━━━━━ DATA FOR THE TASK ━━━━━

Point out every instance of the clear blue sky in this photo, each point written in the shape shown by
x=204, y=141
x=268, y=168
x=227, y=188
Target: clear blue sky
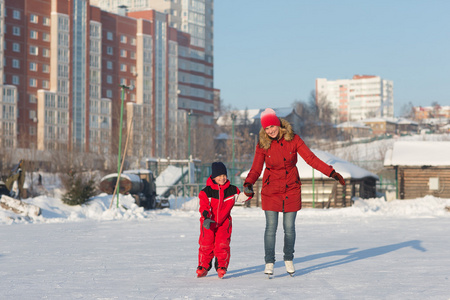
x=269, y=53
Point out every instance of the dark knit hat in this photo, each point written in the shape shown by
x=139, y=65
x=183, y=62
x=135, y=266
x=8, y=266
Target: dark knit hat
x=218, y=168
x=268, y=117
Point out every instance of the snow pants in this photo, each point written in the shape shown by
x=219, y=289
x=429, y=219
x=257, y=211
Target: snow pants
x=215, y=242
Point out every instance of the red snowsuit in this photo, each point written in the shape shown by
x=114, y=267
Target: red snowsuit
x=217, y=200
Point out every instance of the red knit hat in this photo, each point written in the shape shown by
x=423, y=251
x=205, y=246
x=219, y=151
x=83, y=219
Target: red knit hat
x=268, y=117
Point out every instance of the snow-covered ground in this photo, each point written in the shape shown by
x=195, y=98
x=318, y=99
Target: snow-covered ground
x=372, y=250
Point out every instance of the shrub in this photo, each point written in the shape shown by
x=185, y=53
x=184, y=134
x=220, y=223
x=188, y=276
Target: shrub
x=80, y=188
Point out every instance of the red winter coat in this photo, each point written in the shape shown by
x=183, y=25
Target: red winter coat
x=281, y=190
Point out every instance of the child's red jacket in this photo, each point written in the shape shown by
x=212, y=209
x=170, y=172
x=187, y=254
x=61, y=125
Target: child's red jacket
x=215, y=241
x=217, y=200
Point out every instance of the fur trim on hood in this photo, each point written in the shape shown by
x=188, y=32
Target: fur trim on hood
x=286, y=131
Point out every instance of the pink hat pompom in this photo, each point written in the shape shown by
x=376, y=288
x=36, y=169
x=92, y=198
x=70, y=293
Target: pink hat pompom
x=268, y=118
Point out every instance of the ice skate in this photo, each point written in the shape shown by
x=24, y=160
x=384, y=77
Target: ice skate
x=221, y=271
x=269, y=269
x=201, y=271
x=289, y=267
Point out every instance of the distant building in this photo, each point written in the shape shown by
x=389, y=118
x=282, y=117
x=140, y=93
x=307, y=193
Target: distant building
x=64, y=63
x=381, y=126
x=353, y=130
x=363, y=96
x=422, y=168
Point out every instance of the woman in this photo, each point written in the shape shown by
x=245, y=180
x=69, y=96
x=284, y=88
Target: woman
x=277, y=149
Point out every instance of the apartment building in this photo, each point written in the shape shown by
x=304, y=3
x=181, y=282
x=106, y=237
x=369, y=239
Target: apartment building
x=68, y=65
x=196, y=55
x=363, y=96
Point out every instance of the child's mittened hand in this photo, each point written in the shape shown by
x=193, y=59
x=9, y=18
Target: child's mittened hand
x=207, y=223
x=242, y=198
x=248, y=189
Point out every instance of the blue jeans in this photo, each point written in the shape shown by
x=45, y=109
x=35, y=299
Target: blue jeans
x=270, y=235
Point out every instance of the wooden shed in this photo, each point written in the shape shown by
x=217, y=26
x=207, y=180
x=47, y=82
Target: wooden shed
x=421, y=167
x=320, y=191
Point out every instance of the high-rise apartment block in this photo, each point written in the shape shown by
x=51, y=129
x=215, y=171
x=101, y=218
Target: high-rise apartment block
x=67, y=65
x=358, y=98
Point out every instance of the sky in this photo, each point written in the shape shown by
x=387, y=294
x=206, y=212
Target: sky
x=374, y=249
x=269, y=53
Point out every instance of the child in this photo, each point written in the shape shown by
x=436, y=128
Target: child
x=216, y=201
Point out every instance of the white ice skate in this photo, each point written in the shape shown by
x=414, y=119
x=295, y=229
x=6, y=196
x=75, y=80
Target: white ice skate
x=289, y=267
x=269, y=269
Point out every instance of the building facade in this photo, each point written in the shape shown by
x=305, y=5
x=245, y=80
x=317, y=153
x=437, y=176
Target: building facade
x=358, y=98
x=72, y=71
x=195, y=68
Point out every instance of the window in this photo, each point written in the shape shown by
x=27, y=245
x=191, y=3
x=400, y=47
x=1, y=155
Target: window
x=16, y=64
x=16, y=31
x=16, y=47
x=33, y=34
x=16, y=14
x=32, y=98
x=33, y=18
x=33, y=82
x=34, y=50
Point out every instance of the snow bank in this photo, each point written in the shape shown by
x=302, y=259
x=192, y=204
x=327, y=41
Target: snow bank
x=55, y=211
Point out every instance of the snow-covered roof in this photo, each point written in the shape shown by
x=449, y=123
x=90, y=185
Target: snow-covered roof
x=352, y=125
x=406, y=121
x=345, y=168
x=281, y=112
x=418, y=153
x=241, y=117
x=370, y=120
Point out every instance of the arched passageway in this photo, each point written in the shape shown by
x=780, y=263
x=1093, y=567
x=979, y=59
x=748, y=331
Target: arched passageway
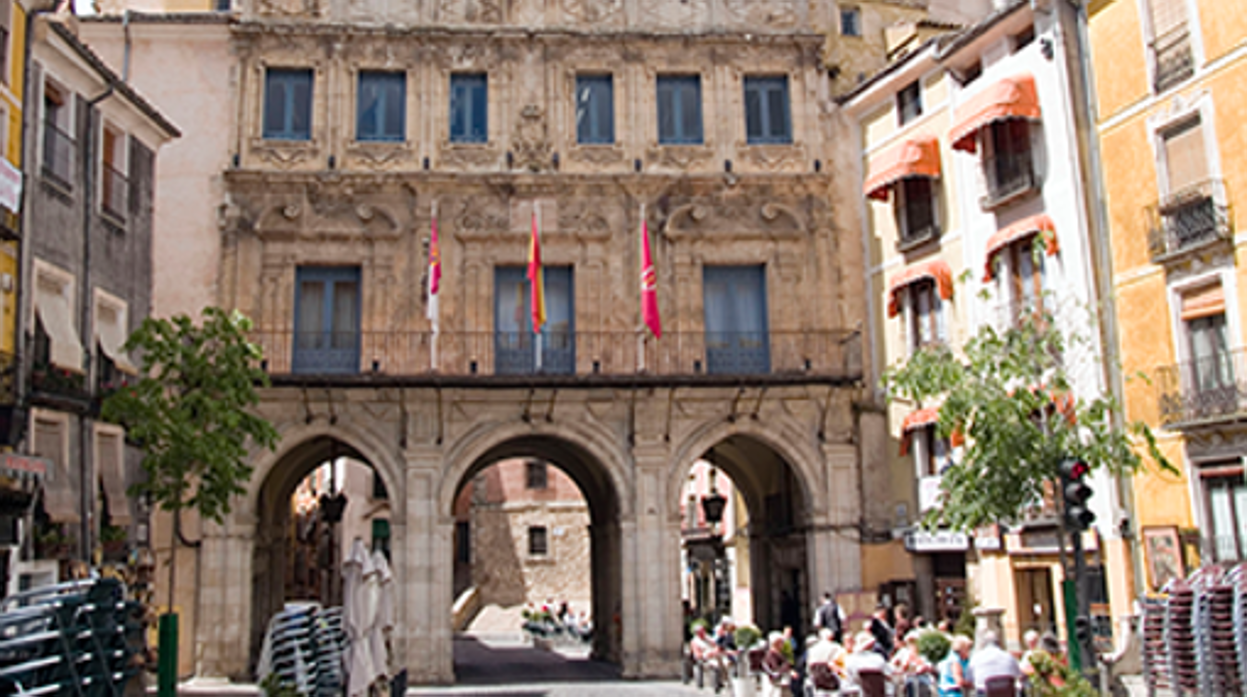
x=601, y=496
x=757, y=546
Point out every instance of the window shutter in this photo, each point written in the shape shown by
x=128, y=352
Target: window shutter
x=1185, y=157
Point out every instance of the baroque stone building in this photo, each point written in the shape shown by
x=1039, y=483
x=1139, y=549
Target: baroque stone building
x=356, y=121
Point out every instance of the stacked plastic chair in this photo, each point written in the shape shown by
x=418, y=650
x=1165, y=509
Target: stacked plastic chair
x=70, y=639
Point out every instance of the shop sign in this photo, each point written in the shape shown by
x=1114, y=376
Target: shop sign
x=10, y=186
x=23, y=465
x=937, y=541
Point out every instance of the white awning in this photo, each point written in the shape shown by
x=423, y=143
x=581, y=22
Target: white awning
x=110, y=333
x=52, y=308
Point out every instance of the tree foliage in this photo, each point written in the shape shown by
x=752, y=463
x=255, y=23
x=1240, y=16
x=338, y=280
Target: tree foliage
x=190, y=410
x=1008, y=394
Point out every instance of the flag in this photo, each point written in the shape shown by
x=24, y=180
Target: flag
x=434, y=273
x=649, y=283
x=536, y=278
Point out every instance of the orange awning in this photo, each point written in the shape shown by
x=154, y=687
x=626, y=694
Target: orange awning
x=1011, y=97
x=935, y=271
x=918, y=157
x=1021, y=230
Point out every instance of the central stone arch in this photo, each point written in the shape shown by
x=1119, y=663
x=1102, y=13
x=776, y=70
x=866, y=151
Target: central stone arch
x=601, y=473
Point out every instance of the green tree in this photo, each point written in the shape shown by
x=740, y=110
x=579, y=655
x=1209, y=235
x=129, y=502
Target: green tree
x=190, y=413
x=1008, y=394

━━━━━

WHAT THE TASK REQUIRES = Give all of the lines above as a Markdown table with two columns, Row for the row number and Line for the line itself. Skip any blank lines, and leave the pictures out.

EXERCISE ANSWER =
| Row | Line |
|---|---|
| 1 | Point out every instance of the clear blue sky in this photo, each point written in the shape shown by |
| 2 | x=204, y=141 |
| 3 | x=268, y=168 |
| 4 | x=227, y=188 |
| 5 | Target: clear blue sky |
| 6 | x=269, y=53 |
| 7 | Point out every instance of the dark knit hat in this photo, each point written in the shape shown by |
| 8 | x=139, y=65 |
| 9 | x=183, y=62 |
| 10 | x=135, y=266 |
| 11 | x=8, y=266 |
| 12 | Target: dark knit hat |
| 13 | x=218, y=168 |
| 14 | x=268, y=117 |
| 15 | Point out every instance of the snow pants in this photo, each point written in the shape shown by |
| 16 | x=219, y=289 |
| 17 | x=429, y=219 |
| 18 | x=257, y=211 |
| 19 | Target: snow pants |
| 20 | x=215, y=242 |
| 21 | Point out every instance of the red snowsuit in this photo, each point written in the shape shown by |
| 22 | x=114, y=267 |
| 23 | Target: red snowsuit |
| 24 | x=217, y=200 |
| 25 | Point out every instance of the red knit hat in this photo, each point written in the shape shown by |
| 26 | x=423, y=251 |
| 27 | x=205, y=246 |
| 28 | x=219, y=151 |
| 29 | x=83, y=219 |
| 30 | Target: red knit hat |
| 31 | x=268, y=117 |
| 32 | Point out every instance of the snow-covered ground in this photo, each point written in the shape shown by |
| 33 | x=195, y=98 |
| 34 | x=318, y=99 |
| 35 | Target: snow-covered ground |
| 36 | x=372, y=250 |
| 37 | Point out every instance of the shrub in this photo, each point written in the shape shown by |
| 38 | x=185, y=53 |
| 39 | x=184, y=134 |
| 40 | x=220, y=223 |
| 41 | x=188, y=276 |
| 42 | Target: shrub |
| 43 | x=80, y=188 |
| 44 | Point out every instance of the red winter coat in this photo, each point written in the shape shown by |
| 45 | x=183, y=25 |
| 46 | Target: red winter coat |
| 47 | x=281, y=190 |
| 48 | Point out every instance of the child's red jacket in this photo, each point written in the shape shown by |
| 49 | x=212, y=209 |
| 50 | x=170, y=172 |
| 51 | x=187, y=254 |
| 52 | x=61, y=125 |
| 53 | Target: child's red jacket |
| 54 | x=215, y=241 |
| 55 | x=217, y=200 |
| 56 | Point out every instance of the fur trim on hood in this photo, each point written in the shape shown by |
| 57 | x=188, y=32 |
| 58 | Target: fur trim on hood |
| 59 | x=286, y=131 |
| 60 | Point out every instance of the pink hat pompom in this photo, each point written in the shape shown by |
| 61 | x=376, y=288 |
| 62 | x=36, y=169 |
| 63 | x=92, y=198 |
| 64 | x=70, y=293 |
| 65 | Target: pink hat pompom |
| 66 | x=268, y=118 |
| 67 | Point out every instance of the ice skate in this photo, each point written in the shape shown by |
| 68 | x=24, y=160 |
| 69 | x=384, y=77 |
| 70 | Target: ice skate |
| 71 | x=221, y=271 |
| 72 | x=269, y=269 |
| 73 | x=201, y=271 |
| 74 | x=289, y=267 |
| 75 | Point out every instance of the distant building in this photo, each point written in the shape shown by |
| 76 | x=389, y=118 |
| 77 | x=282, y=117 |
| 78 | x=140, y=93 |
| 79 | x=307, y=193 |
| 80 | Target: distant building |
| 81 | x=64, y=63 |
| 82 | x=381, y=126 |
| 83 | x=353, y=130 |
| 84 | x=363, y=96 |
| 85 | x=422, y=168 |
| 86 | Point out every instance of the woman in this photo, each point written in the shape shown by |
| 87 | x=245, y=180 |
| 88 | x=69, y=96 |
| 89 | x=284, y=88 |
| 90 | Target: woman |
| 91 | x=277, y=149 |
| 92 | Point out every instance of the apartment building in this photo, each point written in the shape shown by |
| 93 | x=304, y=3 |
| 94 | x=181, y=282 |
| 95 | x=106, y=237 |
| 96 | x=369, y=239 |
| 97 | Target: apartment building |
| 98 | x=68, y=65 |
| 99 | x=196, y=55 |
| 100 | x=363, y=96 |
| 101 | Point out every instance of the child's mittened hand in this photo, each point written in the shape shown by |
| 102 | x=193, y=59 |
| 103 | x=9, y=18 |
| 104 | Target: child's mittened hand |
| 105 | x=207, y=223 |
| 106 | x=242, y=198 |
| 107 | x=248, y=189 |
| 108 | Point out every instance of the blue jeans in this photo, each point written in the shape shown by |
| 109 | x=45, y=109 |
| 110 | x=35, y=299 |
| 111 | Target: blue jeans |
| 112 | x=270, y=235 |
| 113 | Point out every instance of the wooden shed in this photo, each point written in the shape shown by |
| 114 | x=217, y=26 |
| 115 | x=207, y=180 |
| 116 | x=47, y=82 |
| 117 | Target: wooden shed |
| 118 | x=421, y=167 |
| 119 | x=320, y=191 |
| 120 | Point out every instance of the high-rise apartment block in this photo, each point written in the shape shown by |
| 121 | x=51, y=129 |
| 122 | x=215, y=171 |
| 123 | x=101, y=218 |
| 124 | Target: high-rise apartment block |
| 125 | x=67, y=65 |
| 126 | x=358, y=98 |
| 127 | Point out every instance of the sky in this photo, each point written in the shape shown by |
| 128 | x=387, y=294 |
| 129 | x=206, y=212 |
| 130 | Target: sky |
| 131 | x=374, y=249 |
| 132 | x=269, y=53 |
| 133 | Point out every instance of the child in this photo, each point written in the shape shown by |
| 134 | x=436, y=128 |
| 135 | Target: child |
| 136 | x=216, y=201 |
| 137 | Point out every instance of the white ice skate in this photo, each point written in the shape shown by |
| 138 | x=414, y=119 |
| 139 | x=295, y=229 |
| 140 | x=6, y=196 |
| 141 | x=75, y=80 |
| 142 | Target: white ice skate |
| 143 | x=289, y=267 |
| 144 | x=269, y=269 |
| 145 | Point out every instance of the building facade in this photo, each point written in the shape shown by |
| 146 | x=305, y=5 |
| 147 | x=245, y=80 |
| 148 | x=317, y=153 |
| 149 | x=437, y=176 |
| 150 | Target: building facade |
| 151 | x=358, y=98 |
| 152 | x=72, y=71 |
| 153 | x=195, y=68 |
| 154 | Point out every instance of the window in this photo, each point written in the shape shown by |
| 155 | x=27, y=245 |
| 156 | x=191, y=3 |
| 157 | x=400, y=47 |
| 158 | x=1, y=155 |
| 159 | Target: window |
| 160 | x=16, y=64 |
| 161 | x=16, y=31 |
| 162 | x=16, y=47 |
| 163 | x=33, y=34 |
| 164 | x=16, y=14 |
| 165 | x=32, y=98 |
| 166 | x=33, y=18 |
| 167 | x=33, y=82 |
| 168 | x=34, y=50 |
| 169 | Point out every instance of the snow bank in this photo, each point written in the shape shown by |
| 170 | x=302, y=259 |
| 171 | x=192, y=204 |
| 172 | x=327, y=41 |
| 173 | Target: snow bank |
| 174 | x=55, y=211 |
| 175 | Point out every instance of the snow-covered roof in this photo, each point written in the shape shown by |
| 176 | x=449, y=123 |
| 177 | x=90, y=185 |
| 178 | Target: snow-covered roof |
| 179 | x=352, y=125 |
| 180 | x=406, y=121 |
| 181 | x=345, y=168 |
| 182 | x=281, y=112 |
| 183 | x=418, y=153 |
| 184 | x=241, y=117 |
| 185 | x=370, y=120 |
| 186 | Point out every instance of the arched passageway in this photo, each point written in the shape shown by |
| 187 | x=780, y=263 |
| 188 | x=1093, y=567 |
| 189 | x=979, y=59 |
| 190 | x=748, y=331 |
| 191 | Target: arched passageway |
| 192 | x=601, y=496 |
| 193 | x=757, y=546 |
| 194 | Point out every instance of the window shutter in this photo, each point written in the shape shown by |
| 195 | x=128, y=352 |
| 196 | Target: window shutter |
| 197 | x=1185, y=157 |
| 198 | Point out every instance of the baroque stone building in this photo, each point written in the shape shown by |
| 199 | x=1039, y=483 |
| 200 | x=1139, y=549 |
| 201 | Target: baroque stone building |
| 202 | x=356, y=121 |
| 203 | Point out every instance of the stacked plastic chair in this photo, each point written in the shape shown by |
| 204 | x=418, y=650 |
| 205 | x=1165, y=509 |
| 206 | Target: stacked plastic chair |
| 207 | x=70, y=639 |
| 208 | Point out every instance of the shop sign in this photo, each point written in the shape shown by |
| 209 | x=1114, y=376 |
| 210 | Target: shop sign |
| 211 | x=10, y=186 |
| 212 | x=23, y=465 |
| 213 | x=937, y=541 |
| 214 | Point out every instance of the white awning in this photo, each point written in the shape shown by |
| 215 | x=423, y=143 |
| 216 | x=581, y=22 |
| 217 | Target: white awning |
| 218 | x=110, y=333 |
| 219 | x=52, y=308 |
| 220 | Point out every instance of the tree foliage in this photo, each point written in the shape shown by |
| 221 | x=752, y=463 |
| 222 | x=255, y=23 |
| 223 | x=1240, y=16 |
| 224 | x=338, y=280 |
| 225 | Target: tree foliage |
| 226 | x=190, y=410 |
| 227 | x=1008, y=394 |
| 228 | Point out every instance of the flag in this photo, each point written in the shape shown by |
| 229 | x=24, y=180 |
| 230 | Target: flag |
| 231 | x=434, y=273 |
| 232 | x=649, y=283 |
| 233 | x=536, y=278 |
| 234 | Point out every instance of the orange awning in this photo, each point written in the shape shown by |
| 235 | x=154, y=687 |
| 236 | x=626, y=694 |
| 237 | Target: orange awning |
| 238 | x=1011, y=97 |
| 239 | x=935, y=271 |
| 240 | x=918, y=157 |
| 241 | x=1021, y=230 |
| 242 | Point out every instance of the central stone arch in this photo, each point written in the shape shown by |
| 243 | x=1119, y=663 |
| 244 | x=1102, y=13 |
| 245 | x=776, y=70 |
| 246 | x=866, y=151 |
| 247 | Target: central stone arch |
| 248 | x=601, y=473 |
| 249 | Point out every instance of the green tree in this photo, each point written in the shape shown by |
| 250 | x=740, y=110 |
| 251 | x=579, y=655 |
| 252 | x=1209, y=235 |
| 253 | x=129, y=502 |
| 254 | Target: green tree |
| 255 | x=190, y=413 |
| 256 | x=1008, y=394 |